* **The task**
Turn every line of the records below into a Markdown table with two columns, Row and Line. Number the lines in order and leave out any blank ones.

* **Supplied material**
==*==

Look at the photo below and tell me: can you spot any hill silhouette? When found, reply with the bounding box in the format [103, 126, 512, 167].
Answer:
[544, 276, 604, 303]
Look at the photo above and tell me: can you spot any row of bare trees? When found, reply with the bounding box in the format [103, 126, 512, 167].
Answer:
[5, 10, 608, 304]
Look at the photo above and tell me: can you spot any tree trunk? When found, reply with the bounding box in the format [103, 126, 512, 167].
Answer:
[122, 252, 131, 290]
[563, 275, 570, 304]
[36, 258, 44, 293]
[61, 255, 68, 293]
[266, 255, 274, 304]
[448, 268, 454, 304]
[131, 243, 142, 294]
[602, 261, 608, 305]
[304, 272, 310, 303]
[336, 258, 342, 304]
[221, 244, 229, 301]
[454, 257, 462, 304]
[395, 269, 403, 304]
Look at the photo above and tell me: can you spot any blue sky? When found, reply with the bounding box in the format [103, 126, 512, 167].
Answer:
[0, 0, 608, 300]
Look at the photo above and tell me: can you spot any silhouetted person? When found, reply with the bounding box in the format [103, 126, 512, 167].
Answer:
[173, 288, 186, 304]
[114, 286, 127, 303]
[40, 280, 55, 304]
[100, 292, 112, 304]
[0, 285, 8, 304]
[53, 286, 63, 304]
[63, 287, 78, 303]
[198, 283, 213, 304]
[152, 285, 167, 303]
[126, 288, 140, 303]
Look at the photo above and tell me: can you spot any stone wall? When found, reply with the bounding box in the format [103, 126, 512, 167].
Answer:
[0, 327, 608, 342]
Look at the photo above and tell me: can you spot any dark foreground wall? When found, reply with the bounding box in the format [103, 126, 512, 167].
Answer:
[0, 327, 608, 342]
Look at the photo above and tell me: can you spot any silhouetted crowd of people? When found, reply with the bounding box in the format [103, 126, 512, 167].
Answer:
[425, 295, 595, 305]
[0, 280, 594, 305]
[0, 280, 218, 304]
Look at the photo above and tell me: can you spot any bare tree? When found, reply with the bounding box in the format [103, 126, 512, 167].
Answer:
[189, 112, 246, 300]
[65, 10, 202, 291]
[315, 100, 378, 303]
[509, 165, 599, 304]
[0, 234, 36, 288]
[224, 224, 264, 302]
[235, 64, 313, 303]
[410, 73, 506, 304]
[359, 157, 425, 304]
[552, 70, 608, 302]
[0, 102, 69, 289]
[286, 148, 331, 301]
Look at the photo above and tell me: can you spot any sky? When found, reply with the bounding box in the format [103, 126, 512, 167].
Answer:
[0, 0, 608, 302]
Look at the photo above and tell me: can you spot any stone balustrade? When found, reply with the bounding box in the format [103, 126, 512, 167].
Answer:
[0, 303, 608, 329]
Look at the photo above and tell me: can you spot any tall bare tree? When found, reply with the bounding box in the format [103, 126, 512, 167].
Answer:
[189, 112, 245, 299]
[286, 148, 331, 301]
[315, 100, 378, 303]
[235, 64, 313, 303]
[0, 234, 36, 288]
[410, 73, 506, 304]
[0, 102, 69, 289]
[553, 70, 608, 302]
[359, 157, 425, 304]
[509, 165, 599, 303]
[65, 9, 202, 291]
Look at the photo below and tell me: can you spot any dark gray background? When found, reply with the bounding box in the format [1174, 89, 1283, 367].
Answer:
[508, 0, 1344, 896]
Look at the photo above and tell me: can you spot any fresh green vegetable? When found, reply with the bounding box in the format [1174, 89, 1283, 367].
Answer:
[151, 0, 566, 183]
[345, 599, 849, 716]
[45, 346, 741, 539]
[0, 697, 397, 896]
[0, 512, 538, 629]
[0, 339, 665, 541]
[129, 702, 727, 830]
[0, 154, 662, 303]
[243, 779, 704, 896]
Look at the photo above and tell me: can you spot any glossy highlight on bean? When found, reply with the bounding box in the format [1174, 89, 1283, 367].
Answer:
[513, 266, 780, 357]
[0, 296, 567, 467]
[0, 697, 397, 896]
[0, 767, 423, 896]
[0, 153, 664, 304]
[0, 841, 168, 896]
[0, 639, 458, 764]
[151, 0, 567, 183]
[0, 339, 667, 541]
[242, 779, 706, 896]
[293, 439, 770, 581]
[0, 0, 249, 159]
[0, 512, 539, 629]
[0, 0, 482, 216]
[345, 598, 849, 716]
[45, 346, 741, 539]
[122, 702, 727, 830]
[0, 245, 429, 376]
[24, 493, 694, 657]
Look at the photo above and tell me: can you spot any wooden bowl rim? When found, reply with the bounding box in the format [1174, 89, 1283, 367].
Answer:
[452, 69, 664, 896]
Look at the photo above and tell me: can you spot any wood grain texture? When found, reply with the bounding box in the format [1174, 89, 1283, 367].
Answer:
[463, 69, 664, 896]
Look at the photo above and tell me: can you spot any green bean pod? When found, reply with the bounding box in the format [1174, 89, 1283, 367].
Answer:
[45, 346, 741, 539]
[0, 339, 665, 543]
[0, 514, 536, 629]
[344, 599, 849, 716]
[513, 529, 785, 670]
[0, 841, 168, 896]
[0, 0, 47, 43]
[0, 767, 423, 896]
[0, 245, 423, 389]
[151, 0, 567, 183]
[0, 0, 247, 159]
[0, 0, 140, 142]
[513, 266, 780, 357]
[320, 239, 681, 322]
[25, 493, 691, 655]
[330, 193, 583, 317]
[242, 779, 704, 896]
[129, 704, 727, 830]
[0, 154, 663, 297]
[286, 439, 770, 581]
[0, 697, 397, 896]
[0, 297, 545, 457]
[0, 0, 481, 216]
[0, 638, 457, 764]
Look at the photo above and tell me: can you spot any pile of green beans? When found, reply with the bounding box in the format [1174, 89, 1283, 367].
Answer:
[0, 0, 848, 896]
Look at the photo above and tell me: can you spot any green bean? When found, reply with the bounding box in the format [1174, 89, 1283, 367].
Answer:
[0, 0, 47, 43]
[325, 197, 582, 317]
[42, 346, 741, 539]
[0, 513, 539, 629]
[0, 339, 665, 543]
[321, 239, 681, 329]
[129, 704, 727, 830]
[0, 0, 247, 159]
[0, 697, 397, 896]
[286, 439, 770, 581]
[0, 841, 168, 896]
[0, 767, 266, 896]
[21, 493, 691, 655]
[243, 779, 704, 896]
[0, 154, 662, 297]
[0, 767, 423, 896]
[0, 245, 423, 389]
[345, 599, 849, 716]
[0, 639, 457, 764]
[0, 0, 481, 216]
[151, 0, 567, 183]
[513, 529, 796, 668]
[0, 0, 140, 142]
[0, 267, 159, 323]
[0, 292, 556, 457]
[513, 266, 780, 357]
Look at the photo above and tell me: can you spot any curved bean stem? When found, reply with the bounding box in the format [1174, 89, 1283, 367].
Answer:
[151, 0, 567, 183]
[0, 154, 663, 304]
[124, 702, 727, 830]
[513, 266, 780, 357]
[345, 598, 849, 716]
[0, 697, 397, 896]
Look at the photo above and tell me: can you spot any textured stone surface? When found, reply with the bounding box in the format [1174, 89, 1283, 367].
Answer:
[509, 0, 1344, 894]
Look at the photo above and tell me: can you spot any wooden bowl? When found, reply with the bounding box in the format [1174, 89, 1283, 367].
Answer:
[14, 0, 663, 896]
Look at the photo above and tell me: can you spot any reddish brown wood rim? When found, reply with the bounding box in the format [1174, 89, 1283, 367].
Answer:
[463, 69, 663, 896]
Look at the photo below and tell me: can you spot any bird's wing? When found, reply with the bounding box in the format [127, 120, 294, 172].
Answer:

==*==

* **Written reply**
| Row | Line |
|---|---|
| 1 | Look at the photo below and tell me: can you spot any hill silhouette? When found, reply with the bounding box in the format [103, 126, 512, 167]. |
| 2 | Answer: |
| 3 | [544, 276, 604, 303] |
| 4 | Look at the photo above and tell me: can you spot any row of bare trees? When found, reply with the bounding box in the format [103, 126, 512, 167]. |
| 5 | Answer: |
| 6 | [5, 10, 608, 304] |
| 7 | Look at the photo above and tell me: can you spot any tree trunk? When found, reply with the bounding box in the format [103, 126, 512, 167]. |
| 8 | Answer: |
| 9 | [122, 252, 131, 290] |
| 10 | [563, 275, 570, 304] |
| 11 | [36, 258, 44, 293] |
| 12 | [61, 255, 68, 293] |
| 13 | [266, 255, 274, 304] |
| 14 | [448, 268, 454, 304] |
| 15 | [131, 243, 142, 294] |
| 16 | [602, 261, 608, 305] |
| 17 | [304, 272, 310, 303] |
| 18 | [336, 258, 342, 304] |
| 19 | [221, 244, 229, 301] |
| 20 | [454, 257, 462, 304] |
| 21 | [395, 269, 403, 304] |
| 22 | Look at the photo above and tell me: can you spot any blue sky? When found, reply with the bounding box in the format [103, 126, 512, 167]. |
| 23 | Answer: |
| 24 | [0, 0, 608, 300] |
| 25 | Look at the photo above and tell me: can you spot any silhouetted person? When found, reply with the bounding box in the format [103, 126, 512, 167]. |
| 26 | Answer: |
| 27 | [173, 288, 186, 304] |
| 28 | [114, 286, 127, 303] |
| 29 | [40, 280, 55, 304] |
| 30 | [100, 292, 112, 304] |
| 31 | [0, 285, 8, 304] |
| 32 | [53, 286, 63, 304] |
| 33 | [63, 287, 78, 303] |
| 34 | [198, 283, 213, 304] |
| 35 | [152, 285, 167, 303] |
| 36 | [126, 288, 140, 303] |
| 37 | Look at the photo above and tell me: can you spot any stone wall? When found, reply with the bounding box in the format [103, 126, 512, 167]. |
| 38 | Answer: |
| 39 | [0, 327, 608, 342] |
| 40 | Look at the photo above and tell me: can you spot any dark foreground wall? When found, reply with the bounding box in the format [103, 126, 512, 167]. |
| 41 | Answer: |
| 42 | [0, 327, 608, 342] |
| 43 | Look at the photo above and tell me: can you spot any silhouetted crowd of people? When found, reply with the bounding box in the format [103, 126, 512, 167]. |
| 44 | Answer: |
| 45 | [425, 295, 595, 305] |
| 46 | [0, 280, 594, 305] |
| 47 | [0, 280, 218, 304] |
| 48 | Look at the photo above and tell me: can you spot any bare tree? When found, reply with the bounding box in the format [103, 126, 512, 167]. |
| 49 | Answer: |
| 50 | [189, 112, 246, 300] |
| 51 | [65, 10, 202, 291] |
| 52 | [315, 100, 378, 303] |
| 53 | [509, 165, 599, 304] |
| 54 | [0, 234, 36, 288] |
| 55 | [224, 224, 264, 302] |
| 56 | [235, 64, 313, 303] |
| 57 | [410, 73, 506, 304] |
| 58 | [359, 157, 425, 304] |
| 59 | [552, 70, 608, 302] |
| 60 | [0, 102, 69, 289] |
| 61 | [286, 148, 331, 301] |
| 62 | Look at the photo above and tell me: can you spot any sky? When found, reply with the bounding box in the format [103, 126, 512, 167]. |
| 63 | Answer: |
| 64 | [0, 0, 608, 302] |
| 65 | Look at the photo above and tell me: can you spot any stone balustrade? When found, reply with the bounding box in the format [103, 126, 512, 167]. |
| 66 | Answer: |
| 67 | [0, 303, 608, 329] |
| 68 | Look at the photo above and tell me: can you spot any tall bare tree? When found, reply with the bounding box in the format [103, 126, 512, 167]. |
| 69 | Answer: |
| 70 | [189, 112, 245, 299] |
| 71 | [286, 148, 331, 301] |
| 72 | [315, 100, 378, 303] |
| 73 | [235, 64, 313, 303] |
| 74 | [0, 234, 36, 288] |
| 75 | [410, 73, 506, 304] |
| 76 | [0, 102, 69, 289] |
| 77 | [553, 70, 608, 302] |
| 78 | [359, 157, 425, 304] |
| 79 | [509, 165, 599, 303] |
| 80 | [65, 9, 202, 291] |
| 81 | Look at the photo below and tell me: can you spot any dark gray background? When found, reply with the bounding box in the format [1174, 89, 1283, 367]. |
| 82 | Answer: |
| 83 | [508, 0, 1344, 896] |
| 84 | Look at the photo above and tell me: can you spot any fresh green vegetable? When found, reply with the bounding box in the format [1174, 89, 1283, 367]. |
| 85 | Answer: |
| 86 | [151, 0, 566, 183] |
| 87 | [345, 599, 849, 716] |
| 88 | [45, 346, 741, 539] |
| 89 | [0, 697, 397, 896] |
| 90 | [0, 512, 538, 629] |
| 91 | [0, 339, 665, 541] |
| 92 | [129, 702, 727, 830] |
| 93 | [0, 154, 662, 303] |
| 94 | [243, 779, 704, 896] |
| 95 | Look at the photo above and tell me: can you spot any glossy highlight on bean? When found, reply with the bounding box in the format [1174, 89, 1283, 367]. |
| 96 | Answer: |
| 97 | [513, 266, 780, 357] |
| 98 | [0, 296, 567, 467] |
| 99 | [0, 697, 397, 896] |
| 100 | [0, 767, 423, 896] |
| 101 | [0, 153, 664, 304] |
| 102 | [0, 841, 168, 896] |
| 103 | [0, 639, 458, 764] |
| 104 | [151, 0, 567, 183] |
| 105 | [0, 339, 667, 541] |
| 106 | [242, 779, 706, 896] |
| 107 | [293, 439, 770, 581] |
| 108 | [0, 0, 249, 159] |
| 109 | [0, 512, 539, 629] |
| 110 | [0, 0, 482, 216] |
| 111 | [345, 598, 849, 716] |
| 112 | [45, 346, 741, 539] |
| 113 | [122, 702, 727, 830] |
| 114 | [0, 245, 429, 376] |
| 115 | [24, 493, 694, 657] |
| 116 | Look at the photo above and tell me: can you spot any wooden bowl rim? When found, reply with the bounding box in the format [1174, 89, 1283, 367]. |
| 117 | Answer: |
| 118 | [452, 69, 664, 896] |
| 119 | Look at the photo above and tell me: can you spot any wood grain texture? When found, reply with the bounding box in the format [1174, 89, 1283, 367]. |
| 120 | Answer: |
| 121 | [463, 69, 664, 896] |
| 122 | Look at the photo above and tell me: can you spot any green bean pod? When found, reply with the bounding box in the format [1174, 89, 1283, 367]. |
| 123 | Answer: |
| 124 | [45, 346, 741, 539] |
| 125 | [0, 339, 665, 543] |
| 126 | [0, 514, 536, 629] |
| 127 | [344, 599, 849, 716] |
| 128 | [513, 529, 785, 670] |
| 129 | [0, 841, 168, 896] |
| 130 | [0, 0, 47, 43] |
| 131 | [0, 767, 423, 896] |
| 132 | [0, 245, 423, 389] |
| 133 | [151, 0, 567, 183] |
| 134 | [0, 0, 247, 159] |
| 135 | [0, 0, 140, 142] |
| 136 | [513, 266, 780, 357] |
| 137 | [320, 239, 681, 322] |
| 138 | [25, 493, 691, 655] |
| 139 | [330, 193, 583, 317] |
| 140 | [242, 779, 704, 896] |
| 141 | [129, 704, 727, 830] |
| 142 | [0, 154, 663, 297] |
| 143 | [286, 439, 770, 581] |
| 144 | [0, 697, 397, 896] |
| 145 | [0, 297, 545, 457] |
| 146 | [0, 0, 481, 216] |
| 147 | [0, 638, 457, 764] |
| 148 | Look at the photo above and tell me: can you spot any pile of green beans? When found, reply with the bounding box in the format [1174, 89, 1283, 367]. |
| 149 | Answer: |
| 150 | [0, 0, 848, 896] |
| 151 | Look at the photo above and tell me: can you spot any green bean? When found, reply with the bounding box in the format [1174, 89, 1283, 367]. |
| 152 | Answer: |
| 153 | [0, 0, 47, 43] |
| 154 | [325, 197, 582, 317] |
| 155 | [42, 346, 741, 539] |
| 156 | [0, 513, 539, 629] |
| 157 | [0, 339, 665, 543] |
| 158 | [321, 239, 681, 329] |
| 159 | [129, 704, 727, 830] |
| 160 | [0, 0, 247, 159] |
| 161 | [0, 697, 397, 896] |
| 162 | [286, 439, 770, 581] |
| 163 | [0, 841, 168, 896] |
| 164 | [0, 767, 266, 896] |
| 165 | [21, 493, 691, 655] |
| 166 | [243, 779, 704, 896] |
| 167 | [0, 154, 662, 297] |
| 168 | [0, 767, 423, 896] |
| 169 | [0, 245, 423, 389] |
| 170 | [345, 599, 849, 716] |
| 171 | [0, 639, 457, 764] |
| 172 | [0, 0, 481, 216] |
| 173 | [151, 0, 567, 183] |
| 174 | [513, 529, 796, 668] |
| 175 | [0, 0, 140, 142] |
| 176 | [0, 267, 159, 323] |
| 177 | [0, 292, 556, 457] |
| 178 | [513, 266, 780, 357] |
| 179 | Look at the photo above and tell me: can you spot any curved bean stem? When found, reply with the bounding box in the format [1174, 89, 1283, 367]. |
| 180 | Answer: |
| 181 | [151, 0, 567, 183] |
| 182 | [0, 154, 663, 304] |
| 183 | [124, 702, 727, 830] |
| 184 | [513, 266, 780, 357] |
| 185 | [345, 598, 849, 716] |
| 186 | [0, 697, 397, 896] |
| 187 | Look at the photo above and tell me: can you spot any textured stone surface? When found, reply with the bounding box in the format [1174, 89, 1283, 367]. |
| 188 | Answer: |
| 189 | [509, 0, 1344, 894] |
| 190 | Look at the photo above and tell me: can you spot any wooden bowl? When found, reply with the bounding box in the format [1174, 89, 1283, 367]. |
| 191 | Answer: |
| 192 | [14, 0, 663, 896] |
| 193 | Look at the photo above and tell me: can you spot any reddish brown wood rim? When found, reply with the bounding box in the format [1174, 89, 1283, 367]. |
| 194 | Answer: |
| 195 | [463, 69, 663, 896] |
| 196 | Look at the photo below and tell me: can you spot any bird's wing? When found, reply with the bounding box in the format [127, 120, 294, 172]. |
| 197 | Answer: |